■ Your objective:
Copy the data from the line that contains "Expected: for each instance of the basketball in" to its last line, exactly, including both of those lines and leaving out everything before.

--

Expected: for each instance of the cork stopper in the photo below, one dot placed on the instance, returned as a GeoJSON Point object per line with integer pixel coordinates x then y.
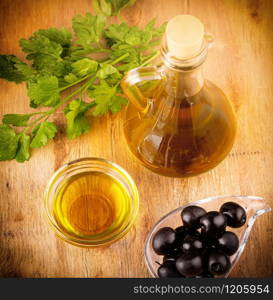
{"type": "Point", "coordinates": [184, 36]}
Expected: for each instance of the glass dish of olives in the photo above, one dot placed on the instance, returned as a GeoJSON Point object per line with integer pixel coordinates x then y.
{"type": "Point", "coordinates": [204, 238]}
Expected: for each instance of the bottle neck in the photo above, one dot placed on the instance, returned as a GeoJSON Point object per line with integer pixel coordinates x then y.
{"type": "Point", "coordinates": [185, 75]}
{"type": "Point", "coordinates": [185, 84]}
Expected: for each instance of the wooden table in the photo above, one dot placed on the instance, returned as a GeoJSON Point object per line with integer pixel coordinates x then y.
{"type": "Point", "coordinates": [241, 62]}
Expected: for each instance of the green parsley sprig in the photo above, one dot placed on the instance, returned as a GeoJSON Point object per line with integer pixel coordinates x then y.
{"type": "Point", "coordinates": [58, 63]}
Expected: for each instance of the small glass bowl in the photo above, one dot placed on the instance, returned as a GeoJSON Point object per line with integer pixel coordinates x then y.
{"type": "Point", "coordinates": [91, 165]}
{"type": "Point", "coordinates": [254, 206]}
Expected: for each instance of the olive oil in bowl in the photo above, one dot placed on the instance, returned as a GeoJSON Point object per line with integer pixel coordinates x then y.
{"type": "Point", "coordinates": [91, 202]}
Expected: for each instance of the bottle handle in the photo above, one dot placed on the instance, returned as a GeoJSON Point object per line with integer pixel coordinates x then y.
{"type": "Point", "coordinates": [142, 85]}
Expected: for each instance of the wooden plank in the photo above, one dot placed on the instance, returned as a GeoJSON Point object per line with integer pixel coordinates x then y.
{"type": "Point", "coordinates": [240, 61]}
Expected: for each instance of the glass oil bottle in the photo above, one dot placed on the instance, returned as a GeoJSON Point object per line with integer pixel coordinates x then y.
{"type": "Point", "coordinates": [178, 124]}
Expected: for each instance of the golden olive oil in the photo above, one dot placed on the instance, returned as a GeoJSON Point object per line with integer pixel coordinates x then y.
{"type": "Point", "coordinates": [182, 136]}
{"type": "Point", "coordinates": [91, 205]}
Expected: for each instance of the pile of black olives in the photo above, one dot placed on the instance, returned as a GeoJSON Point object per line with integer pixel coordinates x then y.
{"type": "Point", "coordinates": [202, 246]}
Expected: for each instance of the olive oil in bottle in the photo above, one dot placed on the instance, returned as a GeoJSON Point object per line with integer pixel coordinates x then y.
{"type": "Point", "coordinates": [178, 123]}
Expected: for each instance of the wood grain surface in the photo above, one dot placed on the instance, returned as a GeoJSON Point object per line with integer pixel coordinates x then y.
{"type": "Point", "coordinates": [240, 62]}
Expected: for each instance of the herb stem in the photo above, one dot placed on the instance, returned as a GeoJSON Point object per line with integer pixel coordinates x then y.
{"type": "Point", "coordinates": [75, 82]}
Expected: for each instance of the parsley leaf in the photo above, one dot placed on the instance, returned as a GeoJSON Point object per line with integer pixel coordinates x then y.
{"type": "Point", "coordinates": [12, 69]}
{"type": "Point", "coordinates": [107, 70]}
{"type": "Point", "coordinates": [88, 28]}
{"type": "Point", "coordinates": [59, 63]}
{"type": "Point", "coordinates": [106, 99]}
{"type": "Point", "coordinates": [117, 32]}
{"type": "Point", "coordinates": [84, 66]}
{"type": "Point", "coordinates": [117, 5]}
{"type": "Point", "coordinates": [111, 7]}
{"type": "Point", "coordinates": [132, 60]}
{"type": "Point", "coordinates": [45, 91]}
{"type": "Point", "coordinates": [16, 119]}
{"type": "Point", "coordinates": [23, 148]}
{"type": "Point", "coordinates": [102, 7]}
{"type": "Point", "coordinates": [42, 133]}
{"type": "Point", "coordinates": [60, 36]}
{"type": "Point", "coordinates": [77, 123]}
{"type": "Point", "coordinates": [8, 142]}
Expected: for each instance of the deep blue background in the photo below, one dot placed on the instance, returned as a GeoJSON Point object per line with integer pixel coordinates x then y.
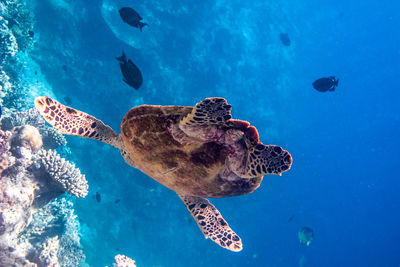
{"type": "Point", "coordinates": [343, 182]}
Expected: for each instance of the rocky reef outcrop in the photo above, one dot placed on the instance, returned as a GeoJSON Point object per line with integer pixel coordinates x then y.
{"type": "Point", "coordinates": [36, 227]}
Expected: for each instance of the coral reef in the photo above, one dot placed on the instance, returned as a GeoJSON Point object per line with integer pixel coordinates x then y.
{"type": "Point", "coordinates": [16, 37]}
{"type": "Point", "coordinates": [19, 21]}
{"type": "Point", "coordinates": [52, 139]}
{"type": "Point", "coordinates": [47, 253]}
{"type": "Point", "coordinates": [69, 178]}
{"type": "Point", "coordinates": [123, 261]}
{"type": "Point", "coordinates": [36, 230]}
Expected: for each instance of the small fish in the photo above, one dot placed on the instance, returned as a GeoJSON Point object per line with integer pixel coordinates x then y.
{"type": "Point", "coordinates": [132, 75]}
{"type": "Point", "coordinates": [285, 39]}
{"type": "Point", "coordinates": [306, 235]}
{"type": "Point", "coordinates": [98, 197]}
{"type": "Point", "coordinates": [326, 84]}
{"type": "Point", "coordinates": [131, 17]}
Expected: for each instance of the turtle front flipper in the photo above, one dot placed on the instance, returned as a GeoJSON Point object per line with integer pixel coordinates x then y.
{"type": "Point", "coordinates": [211, 223]}
{"type": "Point", "coordinates": [210, 111]}
{"type": "Point", "coordinates": [74, 122]}
{"type": "Point", "coordinates": [267, 159]}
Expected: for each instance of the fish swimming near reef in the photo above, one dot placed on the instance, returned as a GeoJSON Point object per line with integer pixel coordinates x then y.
{"type": "Point", "coordinates": [285, 39]}
{"type": "Point", "coordinates": [131, 17]}
{"type": "Point", "coordinates": [132, 75]}
{"type": "Point", "coordinates": [326, 84]}
{"type": "Point", "coordinates": [306, 235]}
{"type": "Point", "coordinates": [98, 197]}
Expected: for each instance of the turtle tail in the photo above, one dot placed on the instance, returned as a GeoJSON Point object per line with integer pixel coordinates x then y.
{"type": "Point", "coordinates": [74, 122]}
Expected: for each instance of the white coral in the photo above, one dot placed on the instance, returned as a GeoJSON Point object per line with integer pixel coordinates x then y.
{"type": "Point", "coordinates": [64, 172]}
{"type": "Point", "coordinates": [124, 261]}
{"type": "Point", "coordinates": [47, 254]}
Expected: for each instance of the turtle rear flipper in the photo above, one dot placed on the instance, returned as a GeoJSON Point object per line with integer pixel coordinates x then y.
{"type": "Point", "coordinates": [211, 223]}
{"type": "Point", "coordinates": [267, 159]}
{"type": "Point", "coordinates": [210, 111]}
{"type": "Point", "coordinates": [74, 122]}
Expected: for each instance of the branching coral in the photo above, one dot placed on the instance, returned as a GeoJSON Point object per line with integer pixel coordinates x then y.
{"type": "Point", "coordinates": [5, 155]}
{"type": "Point", "coordinates": [56, 219]}
{"type": "Point", "coordinates": [65, 173]}
{"type": "Point", "coordinates": [20, 21]}
{"type": "Point", "coordinates": [51, 137]}
{"type": "Point", "coordinates": [47, 253]}
{"type": "Point", "coordinates": [123, 261]}
{"type": "Point", "coordinates": [25, 190]}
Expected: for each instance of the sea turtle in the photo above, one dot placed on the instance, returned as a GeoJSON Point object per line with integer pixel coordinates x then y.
{"type": "Point", "coordinates": [197, 152]}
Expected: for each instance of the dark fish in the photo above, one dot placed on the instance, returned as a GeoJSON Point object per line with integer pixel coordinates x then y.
{"type": "Point", "coordinates": [132, 75]}
{"type": "Point", "coordinates": [285, 39]}
{"type": "Point", "coordinates": [98, 197]}
{"type": "Point", "coordinates": [131, 17]}
{"type": "Point", "coordinates": [306, 236]}
{"type": "Point", "coordinates": [326, 84]}
{"type": "Point", "coordinates": [67, 100]}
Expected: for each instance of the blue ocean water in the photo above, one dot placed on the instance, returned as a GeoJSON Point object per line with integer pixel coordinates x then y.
{"type": "Point", "coordinates": [343, 183]}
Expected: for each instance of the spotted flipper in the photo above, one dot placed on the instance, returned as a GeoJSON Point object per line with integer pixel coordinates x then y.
{"type": "Point", "coordinates": [211, 223]}
{"type": "Point", "coordinates": [74, 122]}
{"type": "Point", "coordinates": [210, 111]}
{"type": "Point", "coordinates": [263, 160]}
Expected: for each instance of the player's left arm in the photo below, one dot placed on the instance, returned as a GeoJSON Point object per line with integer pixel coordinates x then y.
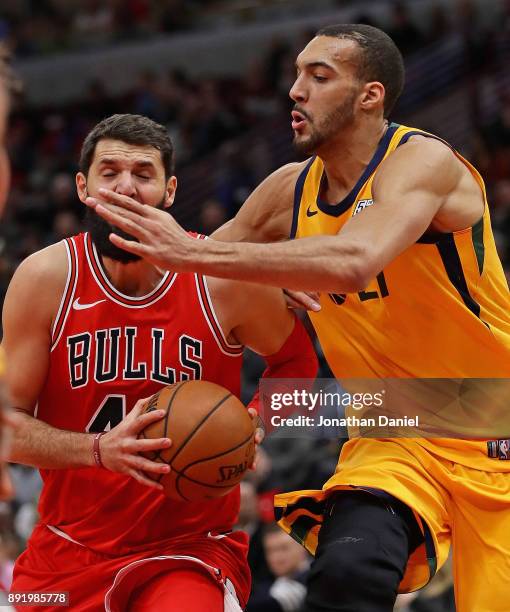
{"type": "Point", "coordinates": [408, 191]}
{"type": "Point", "coordinates": [273, 331]}
{"type": "Point", "coordinates": [410, 188]}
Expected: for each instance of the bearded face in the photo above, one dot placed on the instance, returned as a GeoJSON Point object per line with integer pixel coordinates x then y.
{"type": "Point", "coordinates": [322, 130]}
{"type": "Point", "coordinates": [100, 231]}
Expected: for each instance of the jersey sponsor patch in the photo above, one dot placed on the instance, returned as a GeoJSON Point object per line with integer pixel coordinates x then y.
{"type": "Point", "coordinates": [361, 205]}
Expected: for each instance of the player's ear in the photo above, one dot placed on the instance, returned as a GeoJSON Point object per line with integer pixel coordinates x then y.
{"type": "Point", "coordinates": [372, 95]}
{"type": "Point", "coordinates": [171, 187]}
{"type": "Point", "coordinates": [81, 186]}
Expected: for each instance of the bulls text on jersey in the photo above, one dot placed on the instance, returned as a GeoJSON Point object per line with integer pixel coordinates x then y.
{"type": "Point", "coordinates": [107, 366]}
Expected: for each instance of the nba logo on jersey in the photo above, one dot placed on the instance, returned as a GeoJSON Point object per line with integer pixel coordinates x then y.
{"type": "Point", "coordinates": [504, 449]}
{"type": "Point", "coordinates": [361, 205]}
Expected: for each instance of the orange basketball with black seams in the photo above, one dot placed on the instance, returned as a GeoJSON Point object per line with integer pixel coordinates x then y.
{"type": "Point", "coordinates": [212, 435]}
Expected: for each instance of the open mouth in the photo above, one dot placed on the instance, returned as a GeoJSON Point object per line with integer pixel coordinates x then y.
{"type": "Point", "coordinates": [298, 120]}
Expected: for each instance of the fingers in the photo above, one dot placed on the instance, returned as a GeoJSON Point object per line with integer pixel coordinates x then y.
{"type": "Point", "coordinates": [117, 217]}
{"type": "Point", "coordinates": [141, 464]}
{"type": "Point", "coordinates": [300, 299]}
{"type": "Point", "coordinates": [124, 201]}
{"type": "Point", "coordinates": [258, 425]}
{"type": "Point", "coordinates": [141, 421]}
{"type": "Point", "coordinates": [143, 445]}
{"type": "Point", "coordinates": [259, 435]}
{"type": "Point", "coordinates": [129, 245]}
{"type": "Point", "coordinates": [138, 476]}
{"type": "Point", "coordinates": [140, 406]}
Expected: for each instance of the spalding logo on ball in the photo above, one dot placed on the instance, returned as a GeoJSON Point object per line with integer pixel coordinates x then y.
{"type": "Point", "coordinates": [212, 437]}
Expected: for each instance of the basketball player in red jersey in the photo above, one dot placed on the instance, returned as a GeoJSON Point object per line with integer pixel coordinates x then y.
{"type": "Point", "coordinates": [88, 330]}
{"type": "Point", "coordinates": [393, 227]}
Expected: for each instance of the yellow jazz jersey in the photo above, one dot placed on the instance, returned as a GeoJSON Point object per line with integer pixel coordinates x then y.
{"type": "Point", "coordinates": [440, 309]}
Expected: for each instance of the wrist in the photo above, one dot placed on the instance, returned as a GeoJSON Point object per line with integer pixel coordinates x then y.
{"type": "Point", "coordinates": [96, 450]}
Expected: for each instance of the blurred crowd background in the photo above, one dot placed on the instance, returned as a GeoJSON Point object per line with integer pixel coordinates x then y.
{"type": "Point", "coordinates": [217, 74]}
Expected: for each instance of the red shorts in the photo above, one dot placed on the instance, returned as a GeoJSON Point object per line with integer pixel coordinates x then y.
{"type": "Point", "coordinates": [202, 566]}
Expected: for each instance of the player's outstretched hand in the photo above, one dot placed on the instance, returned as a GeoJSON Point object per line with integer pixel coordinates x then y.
{"type": "Point", "coordinates": [309, 300]}
{"type": "Point", "coordinates": [158, 238]}
{"type": "Point", "coordinates": [120, 446]}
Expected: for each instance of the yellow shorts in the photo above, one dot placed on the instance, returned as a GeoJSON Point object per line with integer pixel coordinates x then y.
{"type": "Point", "coordinates": [457, 505]}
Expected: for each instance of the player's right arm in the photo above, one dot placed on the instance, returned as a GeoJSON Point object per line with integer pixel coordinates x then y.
{"type": "Point", "coordinates": [266, 216]}
{"type": "Point", "coordinates": [29, 309]}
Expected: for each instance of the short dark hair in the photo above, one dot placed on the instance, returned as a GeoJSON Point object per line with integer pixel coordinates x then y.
{"type": "Point", "coordinates": [131, 129]}
{"type": "Point", "coordinates": [7, 75]}
{"type": "Point", "coordinates": [379, 60]}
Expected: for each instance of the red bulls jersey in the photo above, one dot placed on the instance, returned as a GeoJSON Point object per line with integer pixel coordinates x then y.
{"type": "Point", "coordinates": [108, 350]}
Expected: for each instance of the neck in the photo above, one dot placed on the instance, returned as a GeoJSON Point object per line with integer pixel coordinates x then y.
{"type": "Point", "coordinates": [133, 279]}
{"type": "Point", "coordinates": [346, 157]}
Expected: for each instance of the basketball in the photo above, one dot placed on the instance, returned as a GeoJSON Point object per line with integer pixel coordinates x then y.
{"type": "Point", "coordinates": [212, 439]}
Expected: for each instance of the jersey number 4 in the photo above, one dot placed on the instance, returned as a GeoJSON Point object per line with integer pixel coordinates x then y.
{"type": "Point", "coordinates": [339, 298]}
{"type": "Point", "coordinates": [109, 414]}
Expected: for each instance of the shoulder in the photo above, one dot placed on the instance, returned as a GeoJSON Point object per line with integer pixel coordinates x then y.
{"type": "Point", "coordinates": [40, 280]}
{"type": "Point", "coordinates": [266, 216]}
{"type": "Point", "coordinates": [418, 161]}
{"type": "Point", "coordinates": [49, 265]}
{"type": "Point", "coordinates": [237, 302]}
{"type": "Point", "coordinates": [285, 177]}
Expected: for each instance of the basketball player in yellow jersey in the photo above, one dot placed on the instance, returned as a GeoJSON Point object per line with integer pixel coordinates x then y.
{"type": "Point", "coordinates": [9, 85]}
{"type": "Point", "coordinates": [393, 229]}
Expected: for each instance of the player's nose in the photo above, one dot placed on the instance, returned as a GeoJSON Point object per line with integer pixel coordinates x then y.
{"type": "Point", "coordinates": [126, 184]}
{"type": "Point", "coordinates": [297, 91]}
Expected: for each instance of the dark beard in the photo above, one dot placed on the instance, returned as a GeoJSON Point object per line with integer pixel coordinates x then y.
{"type": "Point", "coordinates": [100, 231]}
{"type": "Point", "coordinates": [339, 119]}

--

■ Result for this task:
Expected: for each instance of the basketball in the photo above, one dot placed on the instance, returned as a GeoJSON Point object per line with integer pixel coordinates x then y.
{"type": "Point", "coordinates": [212, 439]}
Expected: for each instance of the jersey number 4 in the photo above, one dot placed on the instance, returned as a GeoJSON Point object per line with integer pixel coordinates x then y.
{"type": "Point", "coordinates": [339, 298]}
{"type": "Point", "coordinates": [109, 414]}
Expected: for each instance of the shoulder in the photo above, one dot placed on the instance, returned as a GeoJSON Point object per line with integer pixel coordinates x then y.
{"type": "Point", "coordinates": [40, 280]}
{"type": "Point", "coordinates": [266, 216]}
{"type": "Point", "coordinates": [418, 161]}
{"type": "Point", "coordinates": [49, 265]}
{"type": "Point", "coordinates": [237, 302]}
{"type": "Point", "coordinates": [285, 177]}
Expected: for each instance of the basketball player in yellow jersey in the photo above, one dot placed on the instance, returned as a GeoJSON Point object per line with integer pixel coordinates x then y.
{"type": "Point", "coordinates": [9, 85]}
{"type": "Point", "coordinates": [393, 229]}
Expected: for each instance of the player's nose in the photo above, one dot placed on the instance, returned as a GeoJSON Point object per line with integer pixel coordinates x then y.
{"type": "Point", "coordinates": [126, 184]}
{"type": "Point", "coordinates": [297, 91]}
Expected: for each instance of the dark beard in the photo above, one dot placed on the instance, returned as a GeoJSON Point object per line with integer pixel coordinates x then y.
{"type": "Point", "coordinates": [100, 231]}
{"type": "Point", "coordinates": [339, 119]}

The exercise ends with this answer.